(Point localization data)

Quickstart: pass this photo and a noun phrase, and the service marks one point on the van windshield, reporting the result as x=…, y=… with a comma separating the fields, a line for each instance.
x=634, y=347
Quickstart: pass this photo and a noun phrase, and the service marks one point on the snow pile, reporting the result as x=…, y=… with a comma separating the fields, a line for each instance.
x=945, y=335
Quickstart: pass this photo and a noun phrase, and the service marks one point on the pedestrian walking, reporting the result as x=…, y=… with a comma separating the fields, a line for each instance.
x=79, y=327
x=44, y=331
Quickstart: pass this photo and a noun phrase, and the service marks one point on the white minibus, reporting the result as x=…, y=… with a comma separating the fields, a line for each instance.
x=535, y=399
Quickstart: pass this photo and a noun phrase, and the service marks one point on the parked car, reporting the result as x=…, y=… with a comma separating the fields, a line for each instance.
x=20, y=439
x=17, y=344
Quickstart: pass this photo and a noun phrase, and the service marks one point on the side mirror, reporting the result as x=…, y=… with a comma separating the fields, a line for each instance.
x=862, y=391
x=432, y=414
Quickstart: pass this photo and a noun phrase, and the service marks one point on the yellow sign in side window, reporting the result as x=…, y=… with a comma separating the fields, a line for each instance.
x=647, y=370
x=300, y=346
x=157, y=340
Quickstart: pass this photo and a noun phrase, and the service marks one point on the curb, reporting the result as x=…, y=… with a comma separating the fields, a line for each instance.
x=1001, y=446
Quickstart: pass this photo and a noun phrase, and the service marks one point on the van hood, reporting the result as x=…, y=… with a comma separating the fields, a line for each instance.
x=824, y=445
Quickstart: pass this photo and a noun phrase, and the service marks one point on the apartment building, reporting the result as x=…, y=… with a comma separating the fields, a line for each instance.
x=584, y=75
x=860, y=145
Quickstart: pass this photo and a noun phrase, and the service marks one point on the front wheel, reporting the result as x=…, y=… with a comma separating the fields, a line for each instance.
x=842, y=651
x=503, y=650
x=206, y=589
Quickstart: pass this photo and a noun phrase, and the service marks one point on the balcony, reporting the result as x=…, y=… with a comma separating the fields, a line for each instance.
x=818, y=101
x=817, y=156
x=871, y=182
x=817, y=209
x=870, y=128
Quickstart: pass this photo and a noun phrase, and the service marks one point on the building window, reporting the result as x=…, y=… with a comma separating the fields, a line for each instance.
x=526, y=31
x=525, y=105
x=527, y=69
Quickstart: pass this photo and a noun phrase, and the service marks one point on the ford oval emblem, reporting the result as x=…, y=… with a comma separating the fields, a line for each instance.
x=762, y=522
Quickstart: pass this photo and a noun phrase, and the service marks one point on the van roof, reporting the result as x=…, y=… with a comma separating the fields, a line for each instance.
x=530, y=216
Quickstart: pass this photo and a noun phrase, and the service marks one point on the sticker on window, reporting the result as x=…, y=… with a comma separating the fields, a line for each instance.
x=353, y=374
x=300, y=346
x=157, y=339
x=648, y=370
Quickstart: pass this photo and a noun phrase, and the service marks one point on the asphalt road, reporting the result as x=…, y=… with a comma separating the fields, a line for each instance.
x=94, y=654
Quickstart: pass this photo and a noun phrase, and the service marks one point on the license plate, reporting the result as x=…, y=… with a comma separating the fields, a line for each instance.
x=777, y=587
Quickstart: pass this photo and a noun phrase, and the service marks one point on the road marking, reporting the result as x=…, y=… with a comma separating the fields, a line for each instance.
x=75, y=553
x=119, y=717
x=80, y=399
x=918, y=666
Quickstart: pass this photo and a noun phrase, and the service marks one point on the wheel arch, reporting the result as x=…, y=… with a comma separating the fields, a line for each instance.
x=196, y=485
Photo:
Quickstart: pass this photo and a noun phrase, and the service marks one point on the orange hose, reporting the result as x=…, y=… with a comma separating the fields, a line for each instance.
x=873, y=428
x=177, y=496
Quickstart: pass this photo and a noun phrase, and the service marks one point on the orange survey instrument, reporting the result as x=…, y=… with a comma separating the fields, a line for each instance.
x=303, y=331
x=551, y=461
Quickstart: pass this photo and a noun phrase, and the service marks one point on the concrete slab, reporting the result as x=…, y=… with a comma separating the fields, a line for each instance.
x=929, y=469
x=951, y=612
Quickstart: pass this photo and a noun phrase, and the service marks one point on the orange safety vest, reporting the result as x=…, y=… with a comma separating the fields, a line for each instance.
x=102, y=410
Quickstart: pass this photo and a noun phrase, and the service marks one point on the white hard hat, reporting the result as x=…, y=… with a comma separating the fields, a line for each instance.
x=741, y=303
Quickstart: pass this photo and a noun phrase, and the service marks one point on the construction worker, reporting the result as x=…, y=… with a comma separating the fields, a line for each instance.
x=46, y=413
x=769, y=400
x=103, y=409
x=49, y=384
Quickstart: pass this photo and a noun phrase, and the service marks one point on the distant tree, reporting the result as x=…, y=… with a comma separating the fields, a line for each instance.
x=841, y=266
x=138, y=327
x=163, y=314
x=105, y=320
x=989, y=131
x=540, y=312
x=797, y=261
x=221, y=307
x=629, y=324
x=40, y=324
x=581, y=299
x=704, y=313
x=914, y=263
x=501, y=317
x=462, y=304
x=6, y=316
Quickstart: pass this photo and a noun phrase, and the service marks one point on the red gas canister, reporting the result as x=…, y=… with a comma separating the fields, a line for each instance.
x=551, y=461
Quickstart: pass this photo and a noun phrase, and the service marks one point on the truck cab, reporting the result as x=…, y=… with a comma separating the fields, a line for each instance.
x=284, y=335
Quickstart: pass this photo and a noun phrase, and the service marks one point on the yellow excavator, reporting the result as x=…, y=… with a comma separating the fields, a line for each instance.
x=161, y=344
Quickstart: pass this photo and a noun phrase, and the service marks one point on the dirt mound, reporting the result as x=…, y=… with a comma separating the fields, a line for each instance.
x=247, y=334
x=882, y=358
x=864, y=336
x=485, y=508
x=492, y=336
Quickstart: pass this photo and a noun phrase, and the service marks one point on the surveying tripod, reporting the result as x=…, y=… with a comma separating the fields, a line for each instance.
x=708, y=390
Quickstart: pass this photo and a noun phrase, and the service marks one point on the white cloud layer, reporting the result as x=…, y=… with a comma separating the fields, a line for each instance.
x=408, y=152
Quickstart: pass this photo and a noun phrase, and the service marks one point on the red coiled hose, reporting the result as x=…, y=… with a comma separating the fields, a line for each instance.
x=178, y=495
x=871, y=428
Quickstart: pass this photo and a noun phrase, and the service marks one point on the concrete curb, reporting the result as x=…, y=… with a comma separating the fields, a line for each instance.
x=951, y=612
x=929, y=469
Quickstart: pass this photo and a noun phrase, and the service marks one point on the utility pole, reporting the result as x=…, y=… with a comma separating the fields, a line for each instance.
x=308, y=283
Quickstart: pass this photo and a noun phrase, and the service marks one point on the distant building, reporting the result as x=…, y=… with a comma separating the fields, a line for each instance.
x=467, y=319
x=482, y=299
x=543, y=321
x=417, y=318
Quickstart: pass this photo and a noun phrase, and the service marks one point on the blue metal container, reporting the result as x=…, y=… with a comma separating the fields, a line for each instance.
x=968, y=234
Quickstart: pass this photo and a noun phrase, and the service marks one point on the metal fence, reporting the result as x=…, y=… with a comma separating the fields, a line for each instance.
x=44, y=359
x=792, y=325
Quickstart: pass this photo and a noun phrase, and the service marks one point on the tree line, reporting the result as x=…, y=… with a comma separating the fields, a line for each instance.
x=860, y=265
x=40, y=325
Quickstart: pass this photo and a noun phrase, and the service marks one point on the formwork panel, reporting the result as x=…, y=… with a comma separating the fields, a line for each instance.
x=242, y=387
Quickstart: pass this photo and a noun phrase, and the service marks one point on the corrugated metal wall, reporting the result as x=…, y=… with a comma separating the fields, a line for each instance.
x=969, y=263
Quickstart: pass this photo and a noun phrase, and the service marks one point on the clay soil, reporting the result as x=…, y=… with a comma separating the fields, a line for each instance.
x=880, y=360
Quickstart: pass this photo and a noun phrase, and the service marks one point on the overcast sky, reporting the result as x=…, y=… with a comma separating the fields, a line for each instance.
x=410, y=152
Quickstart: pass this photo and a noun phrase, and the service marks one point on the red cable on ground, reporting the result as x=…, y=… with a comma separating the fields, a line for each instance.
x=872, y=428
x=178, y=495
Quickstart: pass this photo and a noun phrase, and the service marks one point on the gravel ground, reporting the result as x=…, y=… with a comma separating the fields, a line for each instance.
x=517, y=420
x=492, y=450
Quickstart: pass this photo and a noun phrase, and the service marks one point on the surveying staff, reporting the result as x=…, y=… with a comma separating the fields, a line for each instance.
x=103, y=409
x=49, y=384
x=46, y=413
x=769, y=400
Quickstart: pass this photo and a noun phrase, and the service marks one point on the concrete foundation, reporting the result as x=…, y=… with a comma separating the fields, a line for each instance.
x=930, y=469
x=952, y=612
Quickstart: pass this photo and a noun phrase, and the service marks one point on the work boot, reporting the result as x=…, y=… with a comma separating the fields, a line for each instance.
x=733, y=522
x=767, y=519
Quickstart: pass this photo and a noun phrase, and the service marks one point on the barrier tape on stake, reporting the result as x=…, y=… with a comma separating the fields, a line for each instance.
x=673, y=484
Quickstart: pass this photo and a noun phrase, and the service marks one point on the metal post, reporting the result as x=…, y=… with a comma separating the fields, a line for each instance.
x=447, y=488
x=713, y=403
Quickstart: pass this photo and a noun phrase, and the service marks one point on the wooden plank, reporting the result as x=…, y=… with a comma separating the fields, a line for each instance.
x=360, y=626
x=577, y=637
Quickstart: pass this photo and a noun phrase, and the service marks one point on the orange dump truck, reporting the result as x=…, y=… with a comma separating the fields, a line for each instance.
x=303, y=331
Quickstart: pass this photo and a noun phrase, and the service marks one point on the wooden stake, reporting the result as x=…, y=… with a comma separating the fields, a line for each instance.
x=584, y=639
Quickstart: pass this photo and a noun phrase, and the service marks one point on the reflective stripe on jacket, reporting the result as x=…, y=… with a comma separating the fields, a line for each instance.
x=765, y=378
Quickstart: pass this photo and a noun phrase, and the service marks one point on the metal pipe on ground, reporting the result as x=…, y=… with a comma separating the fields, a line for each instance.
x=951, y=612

> [Task prompt] Every line from the one that has "on the reflective" down to the last line above must be written out exactly, with both ends included and nothing else.

> [Result below]
Quickstart: pass this photo and a noun phrase, and the service marks one point on the reflective stripe on jacket, reporting the result as x=…, y=… with a comma separating the fields, a line for each instance.
x=765, y=378
Quickstart: pass this photo and a noun phrase, and the service marks one point on the metal pipe on ground, reporting the result as x=…, y=… with a comma separating the fields, a line for each instance.
x=951, y=612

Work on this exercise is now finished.